→ **Task**:
Produce an exact copy of the lines from the line containing "If you could segment every instance of the flower" through the last line of the listing below, both ends included, and nothing else.

→ **Provided information**:
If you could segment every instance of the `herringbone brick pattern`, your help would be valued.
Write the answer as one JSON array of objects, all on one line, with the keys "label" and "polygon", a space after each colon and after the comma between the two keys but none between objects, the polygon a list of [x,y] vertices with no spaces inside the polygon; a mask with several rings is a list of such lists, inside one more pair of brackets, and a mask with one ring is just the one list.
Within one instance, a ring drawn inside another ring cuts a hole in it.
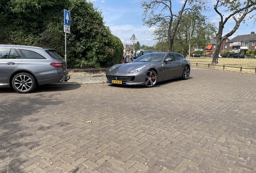
[{"label": "herringbone brick pattern", "polygon": [[153,88],[1,89],[0,173],[8,153],[9,173],[255,172],[256,76],[191,71]]}]

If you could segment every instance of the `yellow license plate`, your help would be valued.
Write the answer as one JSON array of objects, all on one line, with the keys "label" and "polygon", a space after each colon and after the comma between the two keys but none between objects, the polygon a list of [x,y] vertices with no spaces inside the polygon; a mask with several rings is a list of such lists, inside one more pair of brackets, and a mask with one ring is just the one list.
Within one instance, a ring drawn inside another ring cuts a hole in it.
[{"label": "yellow license plate", "polygon": [[121,80],[112,80],[112,83],[117,83],[117,84],[122,84],[122,81]]}]

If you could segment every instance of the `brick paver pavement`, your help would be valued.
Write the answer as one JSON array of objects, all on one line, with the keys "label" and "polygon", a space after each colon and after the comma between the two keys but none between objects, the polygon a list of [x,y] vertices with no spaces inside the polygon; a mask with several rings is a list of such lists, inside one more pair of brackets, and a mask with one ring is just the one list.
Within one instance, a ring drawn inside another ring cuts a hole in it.
[{"label": "brick paver pavement", "polygon": [[0,173],[8,152],[9,173],[256,171],[256,76],[190,76],[153,88],[1,89]]}]

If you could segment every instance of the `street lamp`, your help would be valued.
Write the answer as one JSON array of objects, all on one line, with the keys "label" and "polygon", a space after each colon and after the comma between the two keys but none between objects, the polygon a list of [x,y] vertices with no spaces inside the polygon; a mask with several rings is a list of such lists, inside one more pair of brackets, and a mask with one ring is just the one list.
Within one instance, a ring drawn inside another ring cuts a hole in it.
[{"label": "street lamp", "polygon": [[181,16],[182,16],[187,18],[188,18],[189,19],[191,20],[191,25],[190,25],[190,36],[189,37],[189,49],[188,50],[188,60],[189,60],[189,57],[190,57],[190,40],[191,40],[191,29],[192,29],[192,19],[191,19],[191,18],[190,18],[182,14]]}]

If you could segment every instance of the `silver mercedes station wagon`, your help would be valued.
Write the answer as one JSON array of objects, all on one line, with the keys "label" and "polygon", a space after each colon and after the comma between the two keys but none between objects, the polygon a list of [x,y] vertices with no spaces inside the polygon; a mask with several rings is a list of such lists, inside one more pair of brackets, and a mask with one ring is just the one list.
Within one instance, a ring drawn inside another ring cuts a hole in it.
[{"label": "silver mercedes station wagon", "polygon": [[65,61],[54,49],[0,45],[0,88],[29,93],[37,85],[66,81],[69,78]]}]

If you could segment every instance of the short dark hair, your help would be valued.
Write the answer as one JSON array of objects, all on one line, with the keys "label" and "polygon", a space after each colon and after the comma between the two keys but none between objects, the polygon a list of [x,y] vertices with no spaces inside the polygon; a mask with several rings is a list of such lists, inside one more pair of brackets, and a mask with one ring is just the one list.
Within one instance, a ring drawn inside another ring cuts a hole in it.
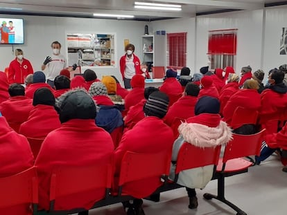
[{"label": "short dark hair", "polygon": [[281,84],[284,79],[284,72],[277,68],[271,71],[270,77],[275,81],[275,84]]},{"label": "short dark hair", "polygon": [[200,89],[197,84],[193,83],[188,83],[185,86],[184,91],[187,95],[197,97],[198,95],[200,90]]},{"label": "short dark hair", "polygon": [[152,94],[153,92],[159,91],[159,90],[157,88],[155,88],[155,86],[148,86],[144,89],[144,97],[146,100],[148,99],[148,97],[150,94]]},{"label": "short dark hair", "polygon": [[54,85],[56,90],[70,88],[71,80],[64,75],[56,76],[54,80]]},{"label": "short dark hair", "polygon": [[61,47],[62,47],[61,44],[58,41],[54,41],[53,42],[52,42],[52,44],[51,44],[51,47],[53,47],[53,44],[59,44],[60,45],[60,48],[61,48]]},{"label": "short dark hair", "polygon": [[128,44],[128,45],[125,46],[125,51],[127,51],[128,48],[132,48],[132,51],[134,51],[134,46],[132,44]]},{"label": "short dark hair", "polygon": [[14,83],[9,86],[8,92],[10,97],[25,95],[25,88],[19,84]]}]

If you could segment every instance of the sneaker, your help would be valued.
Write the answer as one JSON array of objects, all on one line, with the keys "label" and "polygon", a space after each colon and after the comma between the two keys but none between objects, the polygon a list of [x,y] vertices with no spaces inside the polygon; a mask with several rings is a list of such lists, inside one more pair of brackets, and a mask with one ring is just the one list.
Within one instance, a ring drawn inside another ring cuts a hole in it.
[{"label": "sneaker", "polygon": [[189,208],[195,209],[198,206],[198,198],[196,196],[193,196],[189,198]]}]

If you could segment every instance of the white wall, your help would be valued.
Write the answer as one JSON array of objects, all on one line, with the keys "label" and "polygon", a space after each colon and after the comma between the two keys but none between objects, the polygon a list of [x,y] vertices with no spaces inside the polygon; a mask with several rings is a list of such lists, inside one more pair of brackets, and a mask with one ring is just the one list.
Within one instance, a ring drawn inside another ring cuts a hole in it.
[{"label": "white wall", "polygon": [[[128,39],[135,47],[135,54],[140,53],[141,36],[144,32],[144,21],[110,20],[101,19],[53,17],[38,16],[9,16],[24,20],[25,44],[15,45],[15,48],[24,50],[24,57],[32,63],[34,71],[41,70],[41,65],[47,55],[51,55],[51,43],[58,40],[62,45],[61,53],[67,57],[65,37],[67,33],[116,33],[117,68],[96,68],[99,78],[103,74],[114,75],[121,80],[119,73],[119,58],[124,53],[123,40]],[[11,45],[0,45],[0,71],[9,66],[15,58]]]},{"label": "white wall", "polygon": [[271,68],[287,64],[287,55],[279,54],[282,28],[287,28],[287,7],[268,8],[266,17],[263,63],[266,74]]},{"label": "white wall", "polygon": [[234,69],[239,73],[243,66],[253,71],[261,68],[263,10],[238,11],[199,16],[196,22],[196,66],[199,71],[207,66],[208,31],[238,28],[237,55]]},{"label": "white wall", "polygon": [[195,70],[195,18],[175,19],[152,21],[149,24],[150,33],[157,30],[166,30],[166,33],[187,32],[186,38],[186,66],[191,73]]}]

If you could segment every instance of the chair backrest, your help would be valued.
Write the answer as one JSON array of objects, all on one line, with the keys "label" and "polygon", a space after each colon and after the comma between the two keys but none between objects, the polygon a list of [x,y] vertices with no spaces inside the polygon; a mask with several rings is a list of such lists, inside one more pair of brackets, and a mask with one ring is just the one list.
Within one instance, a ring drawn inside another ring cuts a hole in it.
[{"label": "chair backrest", "polygon": [[153,176],[168,176],[171,151],[155,153],[138,153],[127,151],[121,165],[119,185]]},{"label": "chair backrest", "polygon": [[166,75],[164,66],[153,66],[153,78],[163,78]]},{"label": "chair backrest", "polygon": [[0,178],[0,208],[25,203],[37,204],[38,185],[35,168],[31,167],[15,175]]},{"label": "chair backrest", "polygon": [[28,142],[29,142],[30,147],[31,147],[34,158],[36,159],[38,156],[39,151],[41,149],[42,143],[43,142],[44,139],[27,138],[27,140]]},{"label": "chair backrest", "polygon": [[207,165],[217,165],[221,146],[201,148],[184,142],[180,147],[176,162],[175,174],[186,169]]},{"label": "chair backrest", "polygon": [[52,171],[50,185],[50,210],[58,198],[112,187],[112,159],[109,163],[81,167],[58,167]]},{"label": "chair backrest", "polygon": [[234,111],[230,126],[237,129],[243,124],[256,124],[258,114],[257,111],[238,106]]},{"label": "chair backrest", "polygon": [[251,135],[234,133],[233,140],[225,147],[223,162],[234,158],[259,156],[265,130]]}]

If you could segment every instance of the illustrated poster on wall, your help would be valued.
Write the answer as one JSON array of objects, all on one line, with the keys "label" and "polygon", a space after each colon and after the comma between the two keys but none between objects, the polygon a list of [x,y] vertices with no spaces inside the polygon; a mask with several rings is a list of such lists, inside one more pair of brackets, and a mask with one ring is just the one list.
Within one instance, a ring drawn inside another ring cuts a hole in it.
[{"label": "illustrated poster on wall", "polygon": [[287,28],[282,28],[280,38],[280,55],[287,55]]}]

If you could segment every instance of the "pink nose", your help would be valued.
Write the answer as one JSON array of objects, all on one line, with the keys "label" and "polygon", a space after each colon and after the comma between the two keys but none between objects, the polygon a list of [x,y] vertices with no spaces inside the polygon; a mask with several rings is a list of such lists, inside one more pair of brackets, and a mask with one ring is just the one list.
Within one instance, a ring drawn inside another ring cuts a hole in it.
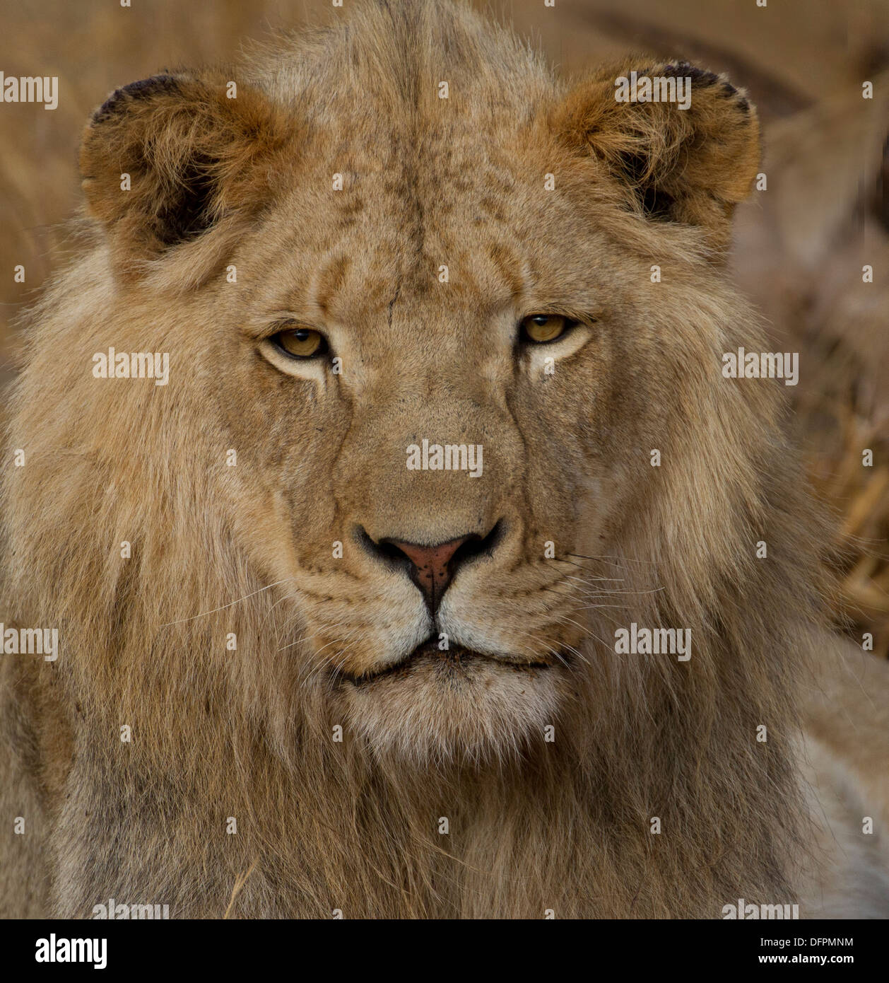
[{"label": "pink nose", "polygon": [[411,560],[411,579],[420,589],[429,609],[434,614],[441,604],[441,598],[454,576],[452,563],[454,553],[467,540],[477,539],[472,536],[461,536],[447,543],[439,543],[434,547],[421,547],[417,543],[401,543],[398,540],[388,540],[390,546],[400,549]]}]

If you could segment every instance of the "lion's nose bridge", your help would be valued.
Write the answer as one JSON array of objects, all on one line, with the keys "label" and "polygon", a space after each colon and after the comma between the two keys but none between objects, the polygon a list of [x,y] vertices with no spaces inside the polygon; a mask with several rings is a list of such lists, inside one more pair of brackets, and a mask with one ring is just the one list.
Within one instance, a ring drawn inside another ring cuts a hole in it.
[{"label": "lion's nose bridge", "polygon": [[353,524],[372,540],[431,546],[495,525],[509,439],[496,414],[460,399],[396,397],[357,416],[341,487]]}]

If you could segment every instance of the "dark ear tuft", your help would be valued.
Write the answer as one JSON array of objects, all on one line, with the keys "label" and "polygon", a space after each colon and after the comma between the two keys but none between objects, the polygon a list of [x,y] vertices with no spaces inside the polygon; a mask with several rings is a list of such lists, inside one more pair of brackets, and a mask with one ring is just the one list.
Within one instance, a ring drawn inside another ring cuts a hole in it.
[{"label": "dark ear tuft", "polygon": [[83,191],[122,270],[267,200],[291,120],[257,89],[228,98],[227,87],[217,74],[156,75],[117,89],[90,120]]},{"label": "dark ear tuft", "polygon": [[[670,85],[688,80],[688,107],[618,101],[619,80],[634,71],[638,79]],[[557,112],[555,128],[574,149],[602,161],[640,214],[697,225],[717,250],[728,245],[732,210],[750,193],[760,148],[755,110],[723,76],[688,62],[643,68],[626,62],[578,87]]]},{"label": "dark ear tuft", "polygon": [[116,88],[92,114],[92,123],[101,123],[116,112],[123,110],[130,99],[144,98],[155,92],[174,93],[179,91],[172,75],[152,75],[150,79],[131,82],[123,88]]}]

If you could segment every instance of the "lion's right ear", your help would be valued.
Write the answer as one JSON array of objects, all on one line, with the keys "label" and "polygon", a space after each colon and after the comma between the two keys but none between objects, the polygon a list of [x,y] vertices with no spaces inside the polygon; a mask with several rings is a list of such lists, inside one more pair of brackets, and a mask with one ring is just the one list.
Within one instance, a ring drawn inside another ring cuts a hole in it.
[{"label": "lion's right ear", "polygon": [[290,124],[222,77],[157,75],[117,89],[94,113],[81,149],[90,212],[129,272],[267,196]]}]

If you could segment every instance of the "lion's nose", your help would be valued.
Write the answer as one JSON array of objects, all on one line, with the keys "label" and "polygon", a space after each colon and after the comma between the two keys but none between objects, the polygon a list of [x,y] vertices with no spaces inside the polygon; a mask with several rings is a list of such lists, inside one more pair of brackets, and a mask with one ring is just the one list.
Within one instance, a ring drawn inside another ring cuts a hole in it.
[{"label": "lion's nose", "polygon": [[[363,533],[363,530],[361,532]],[[495,530],[492,529],[484,538],[477,533],[469,533],[431,547],[394,539],[374,542],[366,533],[362,539],[365,546],[377,555],[390,561],[408,561],[408,573],[419,588],[426,607],[434,614],[461,563],[492,549],[494,533]]]}]

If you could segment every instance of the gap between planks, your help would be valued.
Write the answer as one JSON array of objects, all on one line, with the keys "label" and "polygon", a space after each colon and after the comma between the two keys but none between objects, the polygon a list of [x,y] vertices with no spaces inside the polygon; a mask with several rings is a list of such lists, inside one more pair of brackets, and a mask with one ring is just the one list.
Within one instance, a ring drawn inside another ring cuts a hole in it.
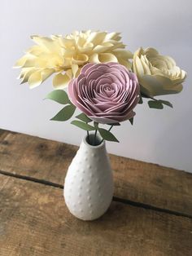
[{"label": "gap between planks", "polygon": [[[50,181],[47,181],[45,179],[40,179],[32,178],[29,176],[15,174],[7,172],[7,171],[2,170],[0,170],[0,174],[2,175],[6,175],[6,176],[14,177],[15,179],[28,180],[28,181],[37,183],[43,184],[46,186],[51,186],[54,188],[63,189],[63,185],[58,184],[55,183],[52,183],[52,182],[50,182]],[[162,213],[165,213],[165,214],[173,214],[173,215],[177,215],[177,216],[189,218],[192,219],[192,215],[190,215],[190,214],[182,214],[182,213],[174,211],[174,210],[170,210],[168,209],[155,207],[155,206],[152,206],[151,205],[136,202],[136,201],[127,200],[127,199],[122,199],[122,198],[119,198],[116,196],[113,196],[113,201],[117,201],[117,202],[120,202],[120,203],[123,203],[125,205],[130,205],[136,206],[136,207],[141,207],[141,208],[143,208],[146,210],[155,210],[155,211],[159,211],[159,212],[162,212]]]}]

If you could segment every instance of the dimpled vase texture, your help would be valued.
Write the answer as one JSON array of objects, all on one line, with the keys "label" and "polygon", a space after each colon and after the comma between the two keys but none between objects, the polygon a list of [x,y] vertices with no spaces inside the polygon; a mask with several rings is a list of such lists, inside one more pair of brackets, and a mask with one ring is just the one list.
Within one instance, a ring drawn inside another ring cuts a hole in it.
[{"label": "dimpled vase texture", "polygon": [[72,214],[94,220],[108,209],[113,196],[113,178],[105,143],[92,146],[83,139],[65,178],[63,195]]}]

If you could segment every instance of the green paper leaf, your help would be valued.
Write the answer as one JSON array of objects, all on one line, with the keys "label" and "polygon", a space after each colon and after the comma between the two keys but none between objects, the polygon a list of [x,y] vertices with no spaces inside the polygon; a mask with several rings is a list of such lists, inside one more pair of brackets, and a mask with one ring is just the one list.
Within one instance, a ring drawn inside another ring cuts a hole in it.
[{"label": "green paper leaf", "polygon": [[85,122],[84,121],[78,121],[78,120],[74,120],[71,122],[71,124],[81,128],[81,129],[83,129],[83,130],[94,130],[95,128],[90,125],[88,125],[86,124]]},{"label": "green paper leaf", "polygon": [[90,122],[92,120],[89,118],[84,113],[81,113],[78,116],[76,117],[76,118],[85,121],[85,122]]},{"label": "green paper leaf", "polygon": [[95,130],[98,130],[98,123],[97,121],[94,122]]},{"label": "green paper leaf", "polygon": [[164,105],[159,100],[150,100],[148,101],[148,105],[151,108],[157,108],[157,109],[163,109]]},{"label": "green paper leaf", "polygon": [[59,103],[60,104],[71,104],[67,92],[63,90],[55,90],[49,93],[46,99],[52,99],[57,103]]},{"label": "green paper leaf", "polygon": [[173,108],[172,104],[168,100],[159,99],[159,102],[161,102],[163,104],[167,105],[170,108]]},{"label": "green paper leaf", "polygon": [[70,119],[72,117],[75,110],[76,110],[76,107],[74,105],[68,105],[68,106],[64,107],[63,108],[62,108],[50,120],[60,121],[67,121],[67,120]]},{"label": "green paper leaf", "polygon": [[113,134],[111,134],[111,131],[103,128],[98,128],[98,131],[103,139],[119,142],[119,140],[113,135]]},{"label": "green paper leaf", "polygon": [[129,119],[129,121],[130,121],[130,123],[132,124],[132,126],[133,125],[133,117]]},{"label": "green paper leaf", "polygon": [[120,124],[119,122],[115,122],[115,124],[107,124],[108,126],[120,126]]}]

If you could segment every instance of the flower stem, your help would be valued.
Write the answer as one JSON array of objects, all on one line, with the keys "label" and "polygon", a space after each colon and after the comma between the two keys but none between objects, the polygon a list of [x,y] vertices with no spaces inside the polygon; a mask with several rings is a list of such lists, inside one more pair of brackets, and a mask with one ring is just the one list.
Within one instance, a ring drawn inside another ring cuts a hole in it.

→ **Solution for this problem**:
If you could segment every instance of the flower stem, your help would be valued.
Write the answer as one JSON array of objects, all on one line, with the keys "label" and "polygon", a space after each colon and after the comma between the two keys but none between objects, the polygon a list of [x,y] vertices with no spaces inside the polygon; a mask with several rings is a list of such lists, inside one more pair of brackets, and a mask with one ring is just the one list.
Within one instance, a ring drawn inside another ring cuts a hole in it.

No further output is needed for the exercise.